Transcribe exactly the span of lines that begins the records and ends with the line holding "Target: textured white ceiling", both boundary lines included.

===== Available data =====

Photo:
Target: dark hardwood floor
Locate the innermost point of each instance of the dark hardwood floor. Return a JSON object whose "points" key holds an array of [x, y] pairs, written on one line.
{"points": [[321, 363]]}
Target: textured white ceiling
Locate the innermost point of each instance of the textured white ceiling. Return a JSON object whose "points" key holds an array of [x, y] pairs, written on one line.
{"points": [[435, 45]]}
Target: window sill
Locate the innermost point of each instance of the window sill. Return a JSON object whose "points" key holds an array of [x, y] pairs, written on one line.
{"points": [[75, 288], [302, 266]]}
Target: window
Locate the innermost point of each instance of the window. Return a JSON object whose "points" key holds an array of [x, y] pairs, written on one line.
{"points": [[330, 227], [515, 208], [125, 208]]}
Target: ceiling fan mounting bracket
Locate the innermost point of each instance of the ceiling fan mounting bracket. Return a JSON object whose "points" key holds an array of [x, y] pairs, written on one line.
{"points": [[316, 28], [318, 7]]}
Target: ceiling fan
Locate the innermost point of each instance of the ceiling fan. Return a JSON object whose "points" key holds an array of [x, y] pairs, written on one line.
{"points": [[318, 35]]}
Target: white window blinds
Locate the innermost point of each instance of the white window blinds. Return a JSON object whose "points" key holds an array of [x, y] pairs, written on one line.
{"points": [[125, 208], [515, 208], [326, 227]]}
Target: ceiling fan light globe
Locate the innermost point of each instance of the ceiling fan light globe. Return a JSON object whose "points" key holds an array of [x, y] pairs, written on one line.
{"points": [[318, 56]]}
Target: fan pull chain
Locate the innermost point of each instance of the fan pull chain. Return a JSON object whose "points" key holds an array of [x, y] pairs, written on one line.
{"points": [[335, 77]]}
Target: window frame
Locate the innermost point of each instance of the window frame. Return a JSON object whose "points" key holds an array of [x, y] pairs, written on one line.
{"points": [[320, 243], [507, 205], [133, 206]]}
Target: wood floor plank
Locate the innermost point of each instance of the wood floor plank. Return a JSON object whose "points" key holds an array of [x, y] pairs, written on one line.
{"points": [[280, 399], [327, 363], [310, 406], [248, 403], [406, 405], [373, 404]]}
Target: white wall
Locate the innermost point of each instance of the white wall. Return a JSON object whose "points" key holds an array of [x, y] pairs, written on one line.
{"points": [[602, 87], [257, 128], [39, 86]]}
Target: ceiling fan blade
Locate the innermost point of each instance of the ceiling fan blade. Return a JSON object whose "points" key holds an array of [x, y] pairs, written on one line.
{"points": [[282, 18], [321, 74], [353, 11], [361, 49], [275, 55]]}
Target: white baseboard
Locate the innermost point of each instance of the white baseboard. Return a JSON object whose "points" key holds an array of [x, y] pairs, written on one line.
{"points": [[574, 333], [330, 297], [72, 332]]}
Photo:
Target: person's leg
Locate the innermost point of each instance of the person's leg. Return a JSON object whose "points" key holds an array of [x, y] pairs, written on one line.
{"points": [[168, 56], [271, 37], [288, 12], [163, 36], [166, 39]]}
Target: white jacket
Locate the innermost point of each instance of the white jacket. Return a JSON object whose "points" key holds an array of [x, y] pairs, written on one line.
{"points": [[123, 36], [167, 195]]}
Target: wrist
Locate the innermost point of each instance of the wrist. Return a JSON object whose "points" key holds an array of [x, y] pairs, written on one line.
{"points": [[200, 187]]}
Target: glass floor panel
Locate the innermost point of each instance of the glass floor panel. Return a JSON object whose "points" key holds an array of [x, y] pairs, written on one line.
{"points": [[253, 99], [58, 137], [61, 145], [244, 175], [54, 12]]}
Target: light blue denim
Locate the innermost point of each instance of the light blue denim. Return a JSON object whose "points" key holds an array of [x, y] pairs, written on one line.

=====

> Solved exercise
Photo:
Target: dark hardwood floor
Locate the innermost point of each instance of the dark hardwood floor. Return a JSON object whose "points" key holds an array of [x, y] pairs, written on one line.
{"points": [[321, 363]]}
Target: textured white ceiling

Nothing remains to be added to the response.